[TASK OBJECTIVE]: Word for word, repeat the lines of the records from the one containing "[locate] industrial building (one point each)" through the last line, both included.

[DATA ENTRIES]:
* start *
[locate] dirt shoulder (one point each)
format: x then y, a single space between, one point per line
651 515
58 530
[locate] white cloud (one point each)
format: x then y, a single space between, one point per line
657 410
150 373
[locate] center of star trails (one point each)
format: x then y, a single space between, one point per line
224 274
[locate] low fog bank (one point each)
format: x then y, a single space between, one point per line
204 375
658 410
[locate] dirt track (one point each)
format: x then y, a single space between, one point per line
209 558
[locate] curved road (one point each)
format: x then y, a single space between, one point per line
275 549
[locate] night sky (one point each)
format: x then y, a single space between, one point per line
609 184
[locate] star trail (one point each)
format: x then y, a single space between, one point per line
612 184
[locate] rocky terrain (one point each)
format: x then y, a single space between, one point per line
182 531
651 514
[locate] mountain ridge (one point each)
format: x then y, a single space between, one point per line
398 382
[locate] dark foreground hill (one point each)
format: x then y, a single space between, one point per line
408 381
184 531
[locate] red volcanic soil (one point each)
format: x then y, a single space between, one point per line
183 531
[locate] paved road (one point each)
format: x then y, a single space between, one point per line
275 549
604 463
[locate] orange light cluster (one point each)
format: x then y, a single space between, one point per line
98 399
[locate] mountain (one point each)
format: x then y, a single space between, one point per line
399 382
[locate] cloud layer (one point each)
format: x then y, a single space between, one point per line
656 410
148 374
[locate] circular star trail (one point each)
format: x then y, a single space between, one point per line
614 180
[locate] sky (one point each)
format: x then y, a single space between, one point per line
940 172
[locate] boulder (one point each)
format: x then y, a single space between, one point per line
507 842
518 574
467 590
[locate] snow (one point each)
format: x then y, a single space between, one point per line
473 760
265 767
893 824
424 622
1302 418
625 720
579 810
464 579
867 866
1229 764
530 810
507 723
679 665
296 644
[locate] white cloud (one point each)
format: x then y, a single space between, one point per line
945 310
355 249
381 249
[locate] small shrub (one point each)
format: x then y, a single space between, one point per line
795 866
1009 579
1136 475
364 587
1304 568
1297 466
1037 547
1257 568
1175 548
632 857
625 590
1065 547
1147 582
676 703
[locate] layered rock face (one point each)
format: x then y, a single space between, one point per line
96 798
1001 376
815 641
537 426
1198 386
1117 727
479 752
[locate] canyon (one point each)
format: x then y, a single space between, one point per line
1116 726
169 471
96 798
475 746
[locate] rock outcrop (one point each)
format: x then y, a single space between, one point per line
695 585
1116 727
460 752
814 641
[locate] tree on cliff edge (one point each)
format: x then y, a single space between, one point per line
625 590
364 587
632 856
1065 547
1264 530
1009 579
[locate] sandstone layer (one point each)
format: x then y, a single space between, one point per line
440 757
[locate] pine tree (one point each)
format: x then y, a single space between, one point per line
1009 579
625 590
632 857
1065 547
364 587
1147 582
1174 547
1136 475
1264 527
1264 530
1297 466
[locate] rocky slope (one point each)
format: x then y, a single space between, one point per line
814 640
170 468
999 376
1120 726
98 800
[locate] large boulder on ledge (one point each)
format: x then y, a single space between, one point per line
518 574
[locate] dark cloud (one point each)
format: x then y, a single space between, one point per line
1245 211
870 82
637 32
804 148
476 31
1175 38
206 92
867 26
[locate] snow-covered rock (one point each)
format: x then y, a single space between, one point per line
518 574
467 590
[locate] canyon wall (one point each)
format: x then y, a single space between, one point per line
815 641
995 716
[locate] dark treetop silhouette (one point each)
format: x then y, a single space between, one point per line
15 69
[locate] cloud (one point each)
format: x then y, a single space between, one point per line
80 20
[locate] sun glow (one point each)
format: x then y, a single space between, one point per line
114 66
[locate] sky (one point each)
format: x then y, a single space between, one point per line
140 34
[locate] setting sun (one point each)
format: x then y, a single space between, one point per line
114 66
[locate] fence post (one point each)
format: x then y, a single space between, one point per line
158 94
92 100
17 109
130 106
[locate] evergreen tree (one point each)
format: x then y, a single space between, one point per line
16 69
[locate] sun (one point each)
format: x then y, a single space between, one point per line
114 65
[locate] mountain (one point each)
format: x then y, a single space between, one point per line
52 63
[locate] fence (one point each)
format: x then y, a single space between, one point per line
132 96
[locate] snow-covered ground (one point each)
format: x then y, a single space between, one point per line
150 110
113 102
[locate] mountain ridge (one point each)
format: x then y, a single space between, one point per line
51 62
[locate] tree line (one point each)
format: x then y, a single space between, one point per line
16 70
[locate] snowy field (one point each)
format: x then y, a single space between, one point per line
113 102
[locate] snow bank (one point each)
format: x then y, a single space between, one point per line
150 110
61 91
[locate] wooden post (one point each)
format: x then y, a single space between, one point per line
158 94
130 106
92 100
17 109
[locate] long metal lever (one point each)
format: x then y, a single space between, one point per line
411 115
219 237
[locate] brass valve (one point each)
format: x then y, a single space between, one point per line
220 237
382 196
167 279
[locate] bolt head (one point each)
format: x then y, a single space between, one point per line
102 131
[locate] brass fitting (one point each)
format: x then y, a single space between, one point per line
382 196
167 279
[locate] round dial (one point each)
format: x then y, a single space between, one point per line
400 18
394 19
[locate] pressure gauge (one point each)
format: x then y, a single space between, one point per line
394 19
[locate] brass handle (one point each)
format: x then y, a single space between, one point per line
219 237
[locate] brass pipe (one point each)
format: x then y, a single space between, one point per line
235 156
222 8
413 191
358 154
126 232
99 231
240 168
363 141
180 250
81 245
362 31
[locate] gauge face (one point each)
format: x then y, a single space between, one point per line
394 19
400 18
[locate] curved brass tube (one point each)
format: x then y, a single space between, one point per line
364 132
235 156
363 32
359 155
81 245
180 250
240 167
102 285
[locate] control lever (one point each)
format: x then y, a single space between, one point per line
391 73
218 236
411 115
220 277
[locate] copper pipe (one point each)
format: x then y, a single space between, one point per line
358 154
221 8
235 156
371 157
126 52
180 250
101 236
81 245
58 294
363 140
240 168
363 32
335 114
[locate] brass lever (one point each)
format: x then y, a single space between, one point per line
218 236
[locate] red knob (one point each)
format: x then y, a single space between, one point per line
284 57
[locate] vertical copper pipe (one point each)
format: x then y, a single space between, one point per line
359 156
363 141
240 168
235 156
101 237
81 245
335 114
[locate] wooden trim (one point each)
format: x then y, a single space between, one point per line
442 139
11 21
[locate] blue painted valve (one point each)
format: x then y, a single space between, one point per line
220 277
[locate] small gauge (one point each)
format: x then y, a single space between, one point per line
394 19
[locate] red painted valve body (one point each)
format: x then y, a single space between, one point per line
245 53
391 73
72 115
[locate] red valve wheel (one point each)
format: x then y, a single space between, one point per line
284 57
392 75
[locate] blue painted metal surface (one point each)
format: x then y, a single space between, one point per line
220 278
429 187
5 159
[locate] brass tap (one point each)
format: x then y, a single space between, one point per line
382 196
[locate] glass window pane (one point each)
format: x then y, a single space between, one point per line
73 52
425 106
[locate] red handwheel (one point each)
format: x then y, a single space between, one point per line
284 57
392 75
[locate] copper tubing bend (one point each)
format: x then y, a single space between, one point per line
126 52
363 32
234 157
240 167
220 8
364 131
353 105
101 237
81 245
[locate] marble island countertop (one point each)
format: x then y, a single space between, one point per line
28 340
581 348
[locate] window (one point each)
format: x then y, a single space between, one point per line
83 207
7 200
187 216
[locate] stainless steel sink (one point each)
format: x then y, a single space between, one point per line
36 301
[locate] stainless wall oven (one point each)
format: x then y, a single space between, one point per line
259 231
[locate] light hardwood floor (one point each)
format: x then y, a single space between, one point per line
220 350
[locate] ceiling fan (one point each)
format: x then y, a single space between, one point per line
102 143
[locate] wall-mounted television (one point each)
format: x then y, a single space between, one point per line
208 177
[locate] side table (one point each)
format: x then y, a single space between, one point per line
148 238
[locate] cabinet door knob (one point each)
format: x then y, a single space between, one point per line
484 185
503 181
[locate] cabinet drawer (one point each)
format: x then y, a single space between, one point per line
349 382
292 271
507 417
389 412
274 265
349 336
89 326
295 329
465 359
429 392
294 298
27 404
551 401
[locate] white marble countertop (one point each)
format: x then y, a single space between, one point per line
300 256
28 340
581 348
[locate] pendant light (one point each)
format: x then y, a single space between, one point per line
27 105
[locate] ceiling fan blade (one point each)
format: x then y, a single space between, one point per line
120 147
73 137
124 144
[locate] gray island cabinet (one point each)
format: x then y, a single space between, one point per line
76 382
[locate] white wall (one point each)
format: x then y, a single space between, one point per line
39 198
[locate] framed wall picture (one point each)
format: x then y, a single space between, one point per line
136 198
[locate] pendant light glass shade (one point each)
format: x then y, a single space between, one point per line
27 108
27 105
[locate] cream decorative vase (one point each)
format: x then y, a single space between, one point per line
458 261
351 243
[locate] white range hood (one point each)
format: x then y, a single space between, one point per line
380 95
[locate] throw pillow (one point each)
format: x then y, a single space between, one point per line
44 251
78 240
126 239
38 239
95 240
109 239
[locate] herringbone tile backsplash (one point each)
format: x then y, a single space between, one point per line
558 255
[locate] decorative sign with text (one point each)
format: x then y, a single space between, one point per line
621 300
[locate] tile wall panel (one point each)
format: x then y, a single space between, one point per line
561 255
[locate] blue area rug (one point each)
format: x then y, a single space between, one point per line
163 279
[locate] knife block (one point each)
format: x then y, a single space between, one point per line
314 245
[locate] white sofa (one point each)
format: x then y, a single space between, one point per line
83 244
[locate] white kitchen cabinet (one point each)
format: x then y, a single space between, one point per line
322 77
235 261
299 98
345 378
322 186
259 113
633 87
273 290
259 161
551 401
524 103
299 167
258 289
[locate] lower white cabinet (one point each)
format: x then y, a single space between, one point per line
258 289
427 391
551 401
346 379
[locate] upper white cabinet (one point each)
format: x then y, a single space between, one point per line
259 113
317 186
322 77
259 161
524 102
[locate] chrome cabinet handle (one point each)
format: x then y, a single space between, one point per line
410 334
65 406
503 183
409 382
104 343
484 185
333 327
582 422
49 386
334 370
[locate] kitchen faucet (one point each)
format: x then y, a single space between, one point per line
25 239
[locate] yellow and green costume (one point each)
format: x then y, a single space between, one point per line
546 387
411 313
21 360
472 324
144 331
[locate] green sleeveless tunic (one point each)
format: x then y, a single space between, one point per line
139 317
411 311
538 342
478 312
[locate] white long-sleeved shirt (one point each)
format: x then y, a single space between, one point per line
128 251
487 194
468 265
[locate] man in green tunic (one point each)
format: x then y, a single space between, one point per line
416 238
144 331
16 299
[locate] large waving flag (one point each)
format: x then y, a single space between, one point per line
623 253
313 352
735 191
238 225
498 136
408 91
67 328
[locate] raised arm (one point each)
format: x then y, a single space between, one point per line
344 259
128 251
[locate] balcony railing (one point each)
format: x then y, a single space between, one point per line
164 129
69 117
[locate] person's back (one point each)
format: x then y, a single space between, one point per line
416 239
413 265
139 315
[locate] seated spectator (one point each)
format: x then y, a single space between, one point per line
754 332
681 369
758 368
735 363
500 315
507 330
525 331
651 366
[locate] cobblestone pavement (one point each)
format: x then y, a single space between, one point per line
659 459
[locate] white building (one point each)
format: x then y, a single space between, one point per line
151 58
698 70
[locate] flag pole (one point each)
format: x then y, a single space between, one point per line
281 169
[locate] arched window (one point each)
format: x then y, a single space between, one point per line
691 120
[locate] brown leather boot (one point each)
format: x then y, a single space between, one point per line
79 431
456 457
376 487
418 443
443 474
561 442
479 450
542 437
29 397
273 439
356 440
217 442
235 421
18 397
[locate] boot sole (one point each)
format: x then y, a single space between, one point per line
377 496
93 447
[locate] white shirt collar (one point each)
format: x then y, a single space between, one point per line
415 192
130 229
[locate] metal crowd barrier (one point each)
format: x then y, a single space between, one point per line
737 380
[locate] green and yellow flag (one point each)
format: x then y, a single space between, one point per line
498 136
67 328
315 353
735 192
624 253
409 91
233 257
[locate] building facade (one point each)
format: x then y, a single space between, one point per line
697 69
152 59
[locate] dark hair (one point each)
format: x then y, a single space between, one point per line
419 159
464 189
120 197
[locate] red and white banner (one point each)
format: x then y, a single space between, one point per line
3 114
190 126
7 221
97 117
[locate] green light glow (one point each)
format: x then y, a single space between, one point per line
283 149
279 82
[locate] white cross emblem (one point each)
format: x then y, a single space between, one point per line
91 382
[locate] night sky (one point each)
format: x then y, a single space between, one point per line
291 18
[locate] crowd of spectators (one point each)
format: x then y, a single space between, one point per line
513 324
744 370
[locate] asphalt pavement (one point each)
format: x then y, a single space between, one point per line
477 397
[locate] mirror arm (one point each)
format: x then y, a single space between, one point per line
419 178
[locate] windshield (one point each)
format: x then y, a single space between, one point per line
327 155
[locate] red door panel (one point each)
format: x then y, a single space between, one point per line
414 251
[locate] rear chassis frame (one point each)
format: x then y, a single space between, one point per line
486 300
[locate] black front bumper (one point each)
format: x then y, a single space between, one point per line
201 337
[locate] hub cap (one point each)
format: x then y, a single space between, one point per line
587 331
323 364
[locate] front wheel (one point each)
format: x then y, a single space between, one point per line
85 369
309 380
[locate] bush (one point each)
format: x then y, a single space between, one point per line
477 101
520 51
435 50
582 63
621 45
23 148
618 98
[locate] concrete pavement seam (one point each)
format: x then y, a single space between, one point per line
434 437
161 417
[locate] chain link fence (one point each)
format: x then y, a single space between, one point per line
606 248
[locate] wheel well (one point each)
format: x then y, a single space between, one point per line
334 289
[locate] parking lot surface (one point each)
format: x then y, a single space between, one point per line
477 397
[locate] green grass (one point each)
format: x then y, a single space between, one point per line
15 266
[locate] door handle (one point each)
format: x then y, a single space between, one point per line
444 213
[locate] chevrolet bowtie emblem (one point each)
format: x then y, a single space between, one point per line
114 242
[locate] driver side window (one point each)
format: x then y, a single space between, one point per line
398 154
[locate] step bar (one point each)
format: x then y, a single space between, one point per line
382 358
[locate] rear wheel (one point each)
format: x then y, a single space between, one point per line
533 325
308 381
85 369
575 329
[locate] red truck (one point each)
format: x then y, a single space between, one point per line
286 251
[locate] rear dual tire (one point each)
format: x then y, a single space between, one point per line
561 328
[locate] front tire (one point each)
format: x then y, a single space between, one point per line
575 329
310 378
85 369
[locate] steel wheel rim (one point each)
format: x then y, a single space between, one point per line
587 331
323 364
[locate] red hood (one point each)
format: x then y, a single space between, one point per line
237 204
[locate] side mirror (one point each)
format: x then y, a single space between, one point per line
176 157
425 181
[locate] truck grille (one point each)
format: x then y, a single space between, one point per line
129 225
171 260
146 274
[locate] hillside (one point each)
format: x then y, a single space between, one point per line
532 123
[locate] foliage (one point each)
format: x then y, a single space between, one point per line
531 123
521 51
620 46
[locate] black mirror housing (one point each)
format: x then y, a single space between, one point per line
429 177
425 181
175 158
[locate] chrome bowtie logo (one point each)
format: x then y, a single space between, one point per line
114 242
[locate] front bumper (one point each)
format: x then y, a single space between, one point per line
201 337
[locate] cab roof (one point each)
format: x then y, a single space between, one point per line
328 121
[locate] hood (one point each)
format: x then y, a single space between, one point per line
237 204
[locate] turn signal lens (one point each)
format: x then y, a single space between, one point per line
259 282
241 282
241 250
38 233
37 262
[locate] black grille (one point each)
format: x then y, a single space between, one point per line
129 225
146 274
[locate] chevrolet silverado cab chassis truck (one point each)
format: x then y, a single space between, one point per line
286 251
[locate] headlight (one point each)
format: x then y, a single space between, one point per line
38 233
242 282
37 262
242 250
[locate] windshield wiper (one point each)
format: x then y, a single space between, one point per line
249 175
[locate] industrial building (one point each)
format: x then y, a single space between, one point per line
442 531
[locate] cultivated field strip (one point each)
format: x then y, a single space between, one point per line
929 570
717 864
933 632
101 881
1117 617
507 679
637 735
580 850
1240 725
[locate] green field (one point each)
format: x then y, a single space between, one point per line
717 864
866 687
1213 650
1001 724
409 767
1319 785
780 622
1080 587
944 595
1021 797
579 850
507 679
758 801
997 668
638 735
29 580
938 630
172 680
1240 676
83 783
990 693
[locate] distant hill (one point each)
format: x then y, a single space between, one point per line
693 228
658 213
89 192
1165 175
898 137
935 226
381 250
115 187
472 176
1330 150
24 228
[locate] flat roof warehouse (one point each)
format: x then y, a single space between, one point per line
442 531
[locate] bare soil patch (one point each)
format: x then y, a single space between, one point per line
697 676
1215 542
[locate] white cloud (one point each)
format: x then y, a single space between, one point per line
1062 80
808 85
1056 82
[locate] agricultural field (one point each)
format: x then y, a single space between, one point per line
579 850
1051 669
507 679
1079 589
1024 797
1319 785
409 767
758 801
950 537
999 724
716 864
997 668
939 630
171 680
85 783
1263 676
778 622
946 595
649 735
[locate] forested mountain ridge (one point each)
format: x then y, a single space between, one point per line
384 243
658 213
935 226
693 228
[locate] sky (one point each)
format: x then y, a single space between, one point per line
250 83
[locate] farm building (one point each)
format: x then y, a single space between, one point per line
* end *
[SOLUTION FOR THIS PROBLEM]:
[locate] industrial building (one point each)
format: x then y, a single space between, one point per line
442 531
[locate] cultivated field strip (one point each)
format: x then y, a single space between, one point per line
929 570
717 864
933 632
101 881
1117 617
507 679
637 735
580 850
1240 725
[locate] green field (one point each)
format: x then y, a single space between, one point per line
717 864
866 687
1213 650
1001 724
409 767
1319 785
780 622
1080 587
944 595
1021 797
579 850
507 679
758 801
997 668
638 735
29 580
938 630
172 680
1240 676
83 783
990 693
[locate] distant hill (one point each)
format: x then y, a single space between, one point per line
693 228
658 213
89 192
1165 175
898 137
935 226
381 250
115 187
472 176
1330 150
24 228
[locate] flat roof warehouse (one point each)
format: x then y, a single space between, one point per line
442 531
[locate] bare soil patch (one point each)
format: x then y, a single space between, one point per line
697 676
1215 542
[locate] white cloud (one point each)
format: x then y, a single space between, one point per line
1062 80
808 85
1056 82
[locate] agricultural field (one point each)
format: x then y, a single space between, one point per line
579 850
1051 669
507 679
1079 589
1024 797
1319 785
409 767
758 801
950 537
999 724
716 864
997 668
939 630
171 680
85 783
1263 676
778 622
946 595
649 735
[locate] forested mountain ridge (one point each)
format: x then y, a single space between, one point per line
384 243
658 213
935 226
693 228
[locate] sky (one point each)
format: x then y, a single space between, one point per line
250 83
[locate] farm building (one point each)
format: x then y, a single space between, one point per line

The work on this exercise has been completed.